PASSAGE TO READ ->
☆ ☆ ☆ ☆ ☆
So I built a benchmark. 106 questions across 7 AWS categories, 3 difficulty tiers mapped to AWS certification levels, and 3 question types with distinct scoring mechanisms. I ran it against four models: Claude Sonnet 4.5, Claude Sonnet 4, Claude Haiku 4.5, and Inception's Mercury 2 (a diffusion-based language model). The results surfaced patterns I did not expect, particularly around training data staleness and the gap between factual recall and architecture reasoning.
Why a Cloud Knowledge Benchmark
Standard LLM benchmarks test general reasoning (MMLU, GPQA), coding ability (SWE-Bench, HumanEval), or mathematical reasoning (GSM8K, MATH). None of them test whether a model knows that Aurora storage caps at 128 TiB, that Fargate tasks now support 16 vCPU (up from 4), or that ElastiCache for Redis cluster mode supports 500 shards. This matters because cloud architects increasingly rely on LLMs for design decisions, documentation, and architecture reviews. If the model confidently states an outdated service limit, that misinformation flows directly into production designs.
Existing benchmarks also saturate quickly. MMLU scores above 88% for frontier models no longer differentiate capability. I wanted a domain-specific benchmark where the questions are hard enough to reveal real knowledge gaps, where the answers change over time (forcing models to stay current), and where the scoring captures reasoning quality alongside factual accuracy.
What This Tests vs. What It Does Not
This benchmark tests knowledge: factual recall, conceptual understanding, and architecture reasoning about AWS services. It does not test code generation, tool use, or the ability to execute AWS API calls. A model can score 100% here and still produce broken Terraform. Conversely, a model that generates correct infrastructure code through pattern matching will often score poorly on questions about why a particular architecture works.
☆ ☆ ☆ ☆ ☆
GIVEN MATERIAL ->
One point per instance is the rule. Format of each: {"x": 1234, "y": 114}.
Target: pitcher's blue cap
☆ ☆ ☆ ☆ ☆
TASK INSTRUCTIONS ->
a) Can you reproduce, word for word, the part of the AWS benchmark text that opens with "What This Tests" and closes with "particular architecture works."?
b) Could you go on writing the AWS benchmark text, picking up after its last sentence?

ANSWERS ->
a)
What This Tests vs. What It Does Not
This benchmark tests knowledge: factual recall, conceptual understanding, and architecture reasoning about AWS services. It does not test code generation, tool use, or the ability to execute AWS API calls. A model can score 100% here and still produce broken Terraform. Conversely, a model that generates correct infrastructure code through pattern matching will often score poorly on questions about why a particular architecture works.

b)
The distinction matters. Knowledge benchmarks and execution benchmarks measure orthogonal capabilities. Both are useful. I built the knowledge side first because it is faster to validate (no infrastructure required) and because knowledge gaps are harder to detect in production than execution failures.
Benchmark Design
Question Categories
I organized 106 questions across 7 AWS service categories, covering 28 individual services. The distribution reflects the relative complexity and breadth of each category.
| Category | Services | Questions | Coverage |
|---|---|---|---|
| Compute | EC2, Lambda, ECS, Fargate | 17 | Instance types, container orchestration, serverless limits |
| Networking | VPC, Route 53, CloudFront, ELB | 23 | Routing, DNS, CDN architecture, load balancer internals |
| Storage | S3, EBS, EFS, Glacier | 14 | Object storage, block storage, archival tiers |
| Database | RDS, DynamoDB, ElastiCache, Aurora | 16 | Relational, NoSQL, caching, distributed storage |
| Security | IAM, KMS, WAF, Secrets Manager | 14 | Identity, encryption, web application firewall, credential rotation |
| Management | CloudWatch, CloudFormation, Config, Organizations | 12 | Monitoring, IaC, compliance, multi-account governance |
| Integration | SQS, SNS, EventBridge, Step Functions (AWS Event-Driven Messaging: SNS, SQS, EventBridge, and Beyond) | 10 | Messaging, pub/sub, event routing, workflow orchestration |
Every question links back to a specific AWS documentation URL for verification. Questions that reference service limits or quotas include the current value as of February 2026.
Three Question Types
Each question type uses a different scoring mechanism, and the choice of type depends on what kind of knowledge it targets.
| Type | Count | Scoring | What It Tests |
|---|---|---|---|
| Factual | 41 | Exact match with normalization | Specific numbers, limits, naming conventions, defaults |
| Multiple Choice | 46 | Letter extraction | Conceptual understanding with plausible distractors |
| Open-ended | 19 | LLM-as-judge (Opus 4.6) | Architecture reasoning, design trade-offs, multi-step explanations |
Factual questions test hard facts. "What is the maximum number of shards in an ElastiCache Redis cluster?" has one correct answer: 500. The scorer normalizes text (strips punctuation, collapses whitespace, lowercases) and checks for substring containment, so "500 shards" matches as well as "500."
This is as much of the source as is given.